──────── TRECHO ────────

De resto, não espere nada de original nos eventos retratados aqui (daí a nota inédita no blog): até pelo título, Legado do Duelista, a ideia é fazer um tour pelas principais séries animadas lançadas até então acerca do universo de Yu-Gi-Oh! (são cinco campanhas: Duel Monsters, GX, 5D’s, Zaxal e Arc-V). E, mesmo que aos tropeços, nessa parte o jogo até que não deixa muito a desejar em questão de conteúdo disponível.


GRÁFICOS (5,0) E SOM (3,5)


Sempre que eu tento analisar os gráficos de um Yu-Gi-Oh! eu me deparo com um problema. Esse problema existe por causa de uma peculiaridade com esse tipo de jogo: não importa se o título não tem uma interface muito boa ou um personagem controlável pra te guiar pelos cenários, se a interface e os gráficos dos duelos estiver a contento, está tudo bem. É como se os gráficos fossem representados sob dois pontos de vista: o que realmente interessa (o dos duelos) e todo o restante.

Num jogo de cartas, o que importa são as cartas, não é mesmo? No caso do Legacy, a interface está toda ok: a forma como você navega pelas opções durante os duelos, coloca cartas em campo e ativa efeitos está de acordo com os padrões GX de qualidade exigidos aqui no blog. Em tempo, a ferramenta de busca de cartas, na edição de decks, não chega a ser tão completa como no GX, mas não decepciona em facilitar a sua vida diante da enxurrada de cartas que você vai encontrar pela frente.

Alguns efeitos são até "legaizinhos", mas você sabe que o PS4 consegue entregar muito mais.

Os visuais das cartas em si estão a contento: a resolução é boa, o texto é grande (você vai precisar ler MUITO se quiser aprender a jogar Yu-Gi-Oh! de forma geral) e tudo é muito claro e sem muitas complicações (o modo de editar decks vai dar um pouco de trabalho aos menos habituados, mas nada que o tempo não cure).

Já o visual das animações, dos cenários e os efeitos como um todo são um show de horrores. Sabe aquela expressão batida que eu sempre uso pra desmerecer os gráficos de um jogo (visuais dignos da era 32-bits)? Então, esse é exatamente o caso do Legado do Duelista, não importa em qual aparelho você o execute. As texturas dos cenários são tenebrosas, fazendo vergonha a jogos de Playstation 2 no começo de geração.

A opção de zoom com o botão triângulo seria um recurso mais que bem-vindo aos portáteis.

Os cenários possuem poucos detalhes e lembram muito porcamente alguns palcos clássicos (como o Reino dos Duelistas ou a Batalha da Cidade) vistos nos animes. As animações de invocação de monstros clássicos (Mago Negro, Blue-Eyes, Neos...) são tão pobres e desajeitadas que vão te fazer ligar o PS2 com Final Fantasy 10 dentro só pra relembrar do que um trabalho dedicado e artistas 3D competentes são capazes de entregar quando se comunicam entre si.

──────── REGISTROS ────────

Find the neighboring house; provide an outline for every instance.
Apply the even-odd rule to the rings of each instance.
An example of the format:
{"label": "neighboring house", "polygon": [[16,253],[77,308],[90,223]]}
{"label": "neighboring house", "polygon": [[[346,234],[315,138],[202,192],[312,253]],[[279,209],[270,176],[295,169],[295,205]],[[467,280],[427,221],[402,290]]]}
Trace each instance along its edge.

────────

### EXERCÍCIOS
1: Resuma em duas frases o trecho sobre Legado do Duelista.
2: Redigite o trecho sobre Legado do Duelista começando em “Num jogo de” e seguindo até “entregar muito mais.”.
3: Escreva o que vem a seguir na análise de Legado do Duelista, continuando a partir da última frase apresentada.

### RESPOSTAS POR TAREFA
1: Legado do Duelista não traz nada de original: percorre as cinco séries animadas de Yu-Gi-Oh! sem deixar muito a desejar em conteúdo, e nos duelos a interface e o visual das cartas estão a contento. Já as animações, os cenários e os efeitos são classificados como um show de horrores, com texturas tenebrosas e invocações pobres e desajeitadas.

2:
Num jogo de cartas, o que importa são as cartas, não é mesmo? No caso do Legacy, a interface está toda ok: a forma como você navega pelas opções durante os duelos, coloca cartas em campo e ativa efeitos está de acordo com os padrões GX de qualidade exigidos aqui no blog. Em tempo, a ferramenta de busca de cartas, na edição de decks, não chega a ser tão completa como no GX, mas não decepciona em facilitar a sua vida diante da enxurrada de cartas que você vai encontrar pela frente.

Alguns efeitos são até "legaizinhos", mas você sabe que o PS4 consegue entregar muito mais.

3:
Já o prazer de abrir pacotinhos de cartas, a exemplo do modelo-a-seguir GX, foi completamente estragado pela falta da animação que havia nas lojas de cartas dos games anteriores. E só pra constar: a crise se abateu sobre Domino City e o vendedor do Card Shop perdeu seu emprego...

Sobre o som, aqui temos outro tropeço da Konami: fica evidente que, apesar da demanda saudosista que este game exige, a empresa delegou para o desenvolvimento um estúdio que visivelmente não fez sua lição de casa em detalhes básicos que são conhecidos até pelo fã mais desatento da série.

Alguns backgrounds não são muito indicados aos mais fracos de estômago.
Imagina passar vinte minutos olhando pra essa parada gay fora de época?

A trilha sonora do game é totalmente sem vida, com faixas originais que dão sono ao invés de entreter durante os duelos (quem joga sabe que alguns combates nessa franquia podem passar de meia hora de duração). Nem a ideia óbvia de reutilizar as músicas próprias de cada fase dos jogos (Forbidden Memories, GX, etc.) os criadores tiveram (ideia essa que qualquer Youtuber iniciante na edição de vídeos conseguiria ter).

Eu sei, reciclar criativamente pode não ser uma coisa muito boa a se fazer. Mas, se for pra colocar uma trilha que nem fede nem cheira, que não acrescenta nada à experiência de jogo, eu preferia que eles reutilizassem as músicas clássicas, visto que Yu-Gi-Oh! no geral sempre contou com OSTs de alta qualidade (ouça à faixa Sebek & Neku, do Forbidden Memories, e volte aqui pra concordar comigo).

No mais, a despeito de experiências como a do Duel Links, abandone quaisquer esperanças de diálogos dublados, temas que tocam em momentos específicos do duelo ou qualquer outra periquitagem desse nível.


SISTEMA (7,1)


Nada muito diferente do que o jogador está acostumado será entregue aqui: um jogo de cartas 1 contra 1 onde vence aquele que reduzir os pontos de vida do oponente a zero. Há uma caralhância de cartas para todos os gostos, desgostos, opções sexuais e idades que vai te fazer urrar de desespero em meio a tantos arquétipos e estratégias possíveis que o jogo possibilita. E acredite, isso é algo muito bom.

Antes de começar a revelar as minhas cartas-armadilha de descontentamento viradas pra baixo, eu preciso desabafar que o Legado do Duelista, infelizmente, ainda é o mais completo e atual modo de jogar Yu-Gi-Oh! com o máximo de cartas disponíveis. Desabafo sim, pois a Konami não esboça nenhuma intenção de lançar novos jogos pra console no estilo dos excelentes GX ou Duelista das Rosas.

Se você gosta de Yu-Gi-Oh! vai ter que se conformar com o atual modelo de negócio que a Konami está disposta a empurrar goela abaixo das duas gerações de fãs que curtem seus produtos: jogos sem interface alguma, com baixa interatividade e zero de enredo, focados no nefasto modelo de microtransações que rasteja tentando passar despercebido pelas frestas das carteiras dos jogadores de videogame.

Quantidade de cartas avassaladora, mesmo com alguns poréns...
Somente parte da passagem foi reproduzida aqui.